═════ RECORDS SUPPLIED ═════

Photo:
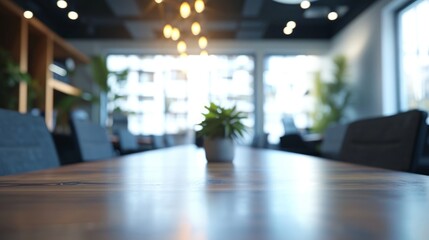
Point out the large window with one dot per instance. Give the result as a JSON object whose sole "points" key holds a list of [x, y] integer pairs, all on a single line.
{"points": [[288, 81], [414, 55], [167, 94]]}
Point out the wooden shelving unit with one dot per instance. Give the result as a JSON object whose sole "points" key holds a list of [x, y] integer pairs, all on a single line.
{"points": [[35, 47]]}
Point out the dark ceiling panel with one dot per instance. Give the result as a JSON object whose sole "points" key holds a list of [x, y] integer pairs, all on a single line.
{"points": [[222, 19]]}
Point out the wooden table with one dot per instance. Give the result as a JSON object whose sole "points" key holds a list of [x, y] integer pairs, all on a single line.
{"points": [[174, 194]]}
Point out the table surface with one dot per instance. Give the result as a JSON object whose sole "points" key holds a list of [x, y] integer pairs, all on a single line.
{"points": [[175, 194]]}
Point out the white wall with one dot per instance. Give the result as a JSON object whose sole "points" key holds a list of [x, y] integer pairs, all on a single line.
{"points": [[368, 44]]}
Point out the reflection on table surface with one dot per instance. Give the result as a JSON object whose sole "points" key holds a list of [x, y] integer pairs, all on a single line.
{"points": [[174, 193]]}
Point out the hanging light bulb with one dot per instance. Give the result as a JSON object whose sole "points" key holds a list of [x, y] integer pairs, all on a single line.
{"points": [[61, 4], [287, 31], [196, 28], [181, 46], [175, 34], [199, 6], [332, 16], [202, 42], [167, 31], [305, 4], [185, 10], [291, 24], [28, 14], [73, 15]]}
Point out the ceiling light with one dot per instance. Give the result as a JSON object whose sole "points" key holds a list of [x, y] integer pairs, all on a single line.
{"points": [[305, 4], [61, 4], [287, 30], [196, 28], [28, 14], [167, 31], [185, 10], [175, 34], [202, 42], [332, 16], [181, 46], [288, 1], [291, 24], [199, 6], [73, 15]]}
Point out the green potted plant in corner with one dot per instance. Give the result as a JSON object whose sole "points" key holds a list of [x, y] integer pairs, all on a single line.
{"points": [[101, 74], [332, 98], [10, 78], [220, 127]]}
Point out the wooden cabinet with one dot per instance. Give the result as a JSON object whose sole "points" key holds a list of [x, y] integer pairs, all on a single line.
{"points": [[35, 47]]}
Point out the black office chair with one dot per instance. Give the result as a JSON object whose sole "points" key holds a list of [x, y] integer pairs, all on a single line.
{"points": [[92, 140], [332, 141], [393, 142], [25, 144]]}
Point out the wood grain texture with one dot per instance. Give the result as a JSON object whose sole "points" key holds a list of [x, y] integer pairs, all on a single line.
{"points": [[174, 194]]}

═════

» TASK INSTRUCTIONS:
Starting at the line that contains "Point out the wood grain" and ending with the last line of the entries, write out only those lines again, requests included, shifting every point coordinate in the answers up by 36.

» ANSWER TO THIS TASK:
Point out the wood grain texture with one dot per instance. Give the result as a JSON object whose sole "points" key holds a list of [x, y] integer pairs, all on a single line.
{"points": [[210, 230]]}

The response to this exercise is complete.